** GIVEN PASSAGE **
┌──

Search code examples
apache-sparkhdfshadoop-yarn

Running Spark jobs on a YARN cluster with additional files


I'm writing a simple spark application that uses some input RDD, sends it to an external script via pipe, and writes an output of that script to a file. Driver code looks like this:

val input = args(0)
val scriptPath = args(1)
val output = args(2)
val sc = getSparkContext
if (args.length == 4) {
  //Here I pass an additional argument which contains an absolute path to a script on my local machine, only for local testing
  sc.addFile(args(3))
}

sc.textFile(input).pipe(Seq("python2", SparkFiles.get(scriptPath))).saveAsTextFile(output)

When I run it on my local machine it works fine. But when I submit it to a YARN cluster via

spark-submit --master yarn --deploy-mode cluster --files /absolute/path/to/local/test.py --class somepackage.PythonLauncher path/to/driver.jar path/to/input/part-* test.py path/to/output` 

it fails with an exception.

└──

** GIVEN MATERIAL **
┌──

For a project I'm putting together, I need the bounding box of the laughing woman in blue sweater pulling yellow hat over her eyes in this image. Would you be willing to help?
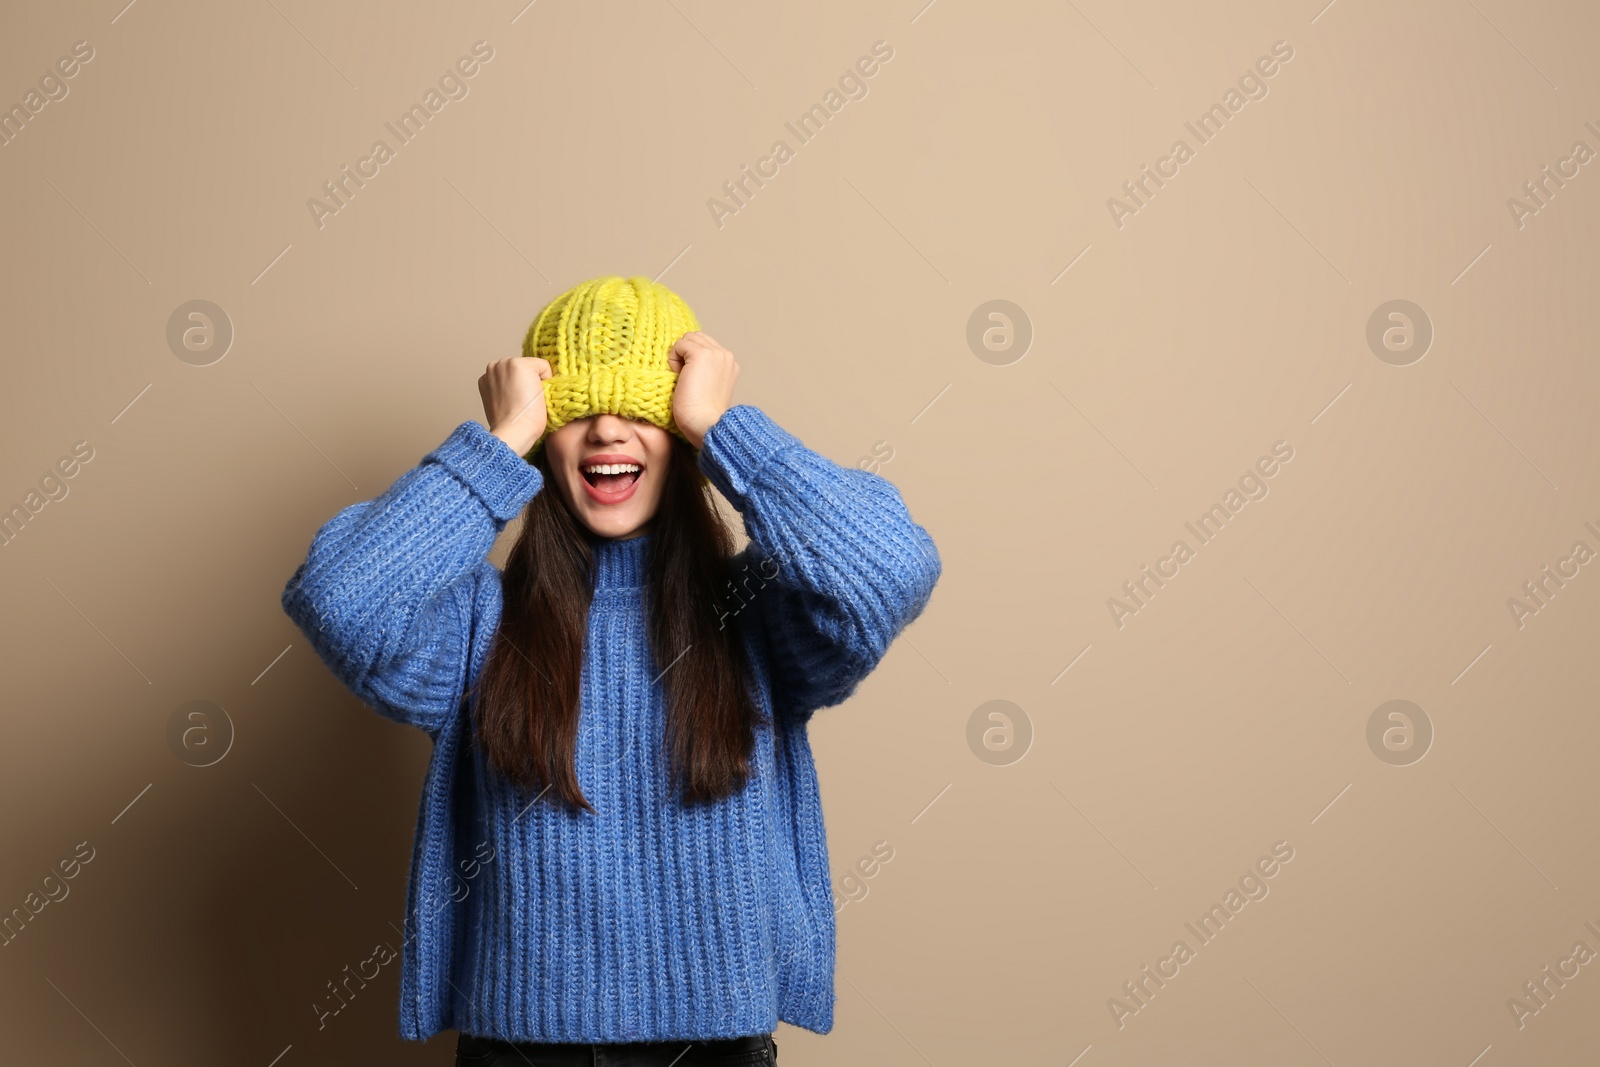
[283,277,941,1067]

└──

** PROBLEMS TO WORK ON **
1. In the Spark-on-YARN question, which Python interpreter does the driver code pass to the pipe call?
2. Translate this sentence from the Spark-on-YARN question into Spanish: "When I run it on my local machine it works fine."
3. Reproduce the portion of the Spark-on-YARN question that opens with the words containing "Search code examples" and closes with "scriptPath = args(1)".

** RESULTS IN ORDER **
1. python2

2. Cuando lo ejecuto en mi máquina local, funciona bien.

3.
Search code examples
apache-sparkhdfshadoop-yarn

Running Spark jobs on a YARN cluster with additional files


I'm writing a simple spark application that uses some input RDD, sends it to an external script via pipe, and writes an output of that script to a file. Driver code looks like this:

val input = args(0)
val scriptPath = args(1)